**Выбранный отрывок**
Скоро будет три месяца, как Олег перебрался в село Парфеново Алтайского края. Роскошную питерскую квартиру он оставил своей жене и на нее же перевел крупную сумму денег, чтобы она могла обеспечивать привычный быт себе и их сыну. Бизнес он продал, торговую недвижимость сдал в аренду и теперь получает ежемесячную ренту. Сумма ее, конечно, несравнима с доходами, которые Олег получал, пока был в деле. Но им с Машей хватает. «Пока я живу в хате Машиных родителей, — рассказывает Олег. — Это простая бревенчатая изба, нужник на улице. Но, представляете, мне нравится! Здесь народ простой, не надо ни перед кем выпендриваться. Никто не спрашивает, почему у тебя машина не последней модели и костюм не от Brioni. Я корову Машке купил, она умеет с живностью управляться. Теперь у нас молоко свое, а вся Машкина семья на меня молится. Конечно, они совсем бедненько живут, а у меня все же деньжата какие-никакие есть. Я могу спокойно и мяса впрок купить, и Машке обновы. Вон Машиному отцу мотоцикл с коляской купил, он теперь в райцентр на нем гоняет. Сейчас я присматриваю себе избу по соседству, она, правда, полуразрушенная. Но я ее перестрою по уму, отделаю — и заживем мы с Машкой отдельно. Пока я ни о чем не жалею. Честно говоря, на сегодняшний день в Питере я не вижу никаких перспектив — ни для своего бизнеса, ни для себя лично. В столицах хрен знает что творится — бесконечные поборы, чиновничий беспредел… А здесь мне хорошо, спокойно и сердце прихватывать перестало. Воздух чистый, лес — красота! А уж в постели моя Марья — скажу честно! — нашим балованным городским фифам такое и не снилось! Вот уж где настоящий природный темперамент! Всем коммерсам, кому сейчас хреново, советую: айда на Алтай, мужики, девки тут непуганые! Так приласкают, сразу полегчает!»
Нет старым похотливым козлам!

**Предоставленные материалы**

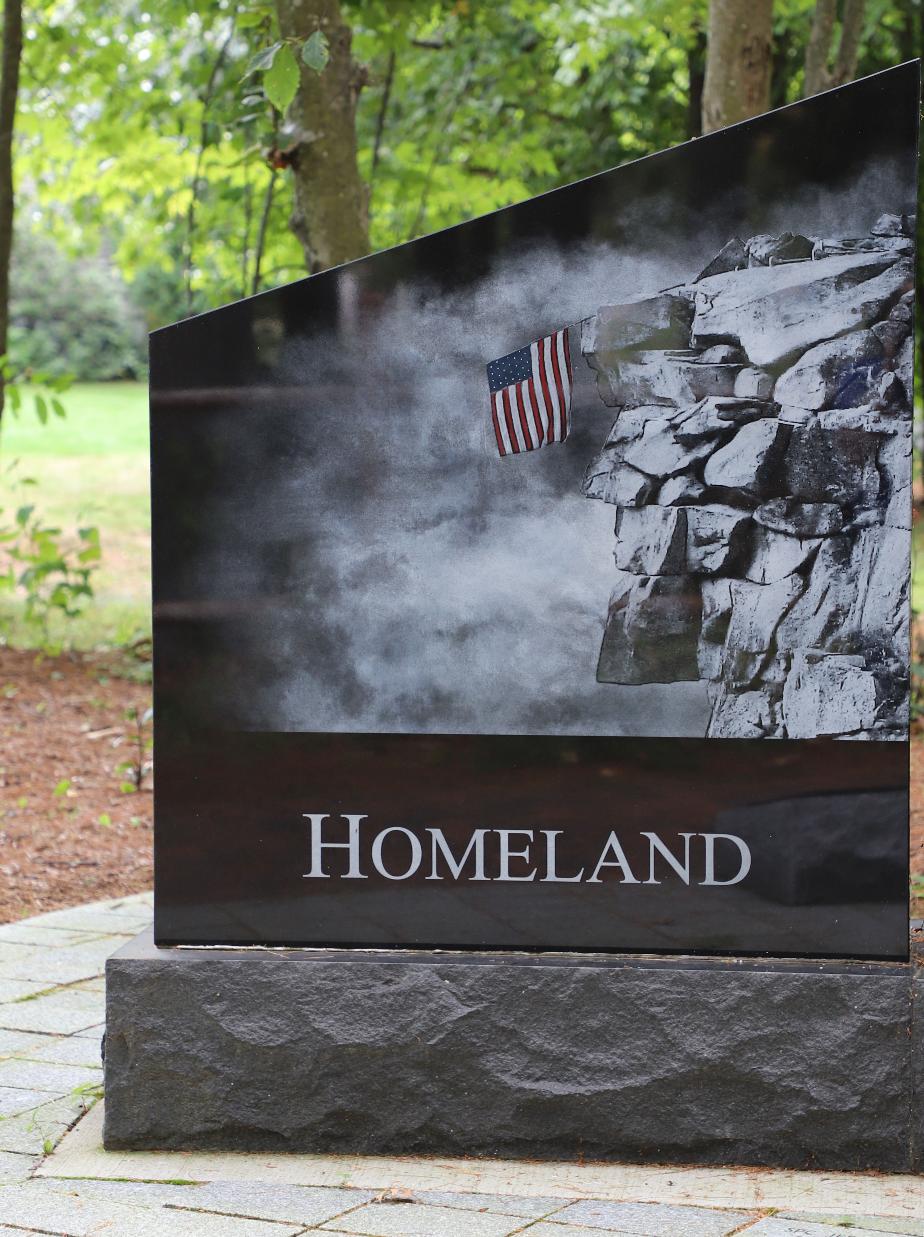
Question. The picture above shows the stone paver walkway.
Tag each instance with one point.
---
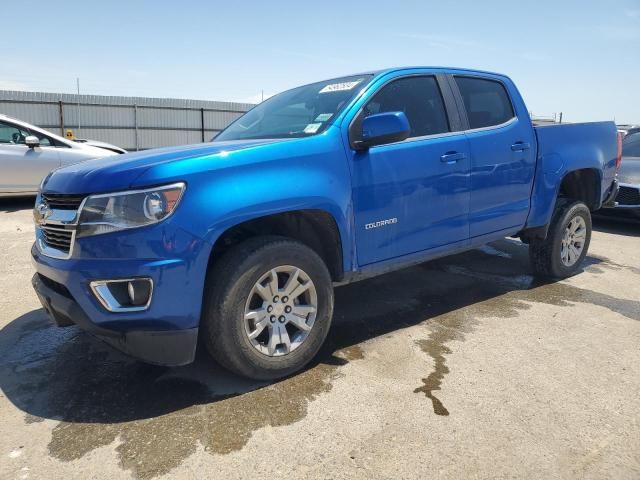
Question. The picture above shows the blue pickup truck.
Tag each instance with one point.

**Что нужно сделать**
Перечислите все действия, которые, согласно отрывку о переезде Олега на Алтай, он совершил со своей прежней собственностью и капиталом. Материалы стоят особняком и с отрывком не связаны.

**Решённая задача**
- Оставил роскошную питерскую квартиру жене.
- Перевел на жену крупную сумму денег.
- Продал бизнес.
- Сдал торговую недвижимость в аренду.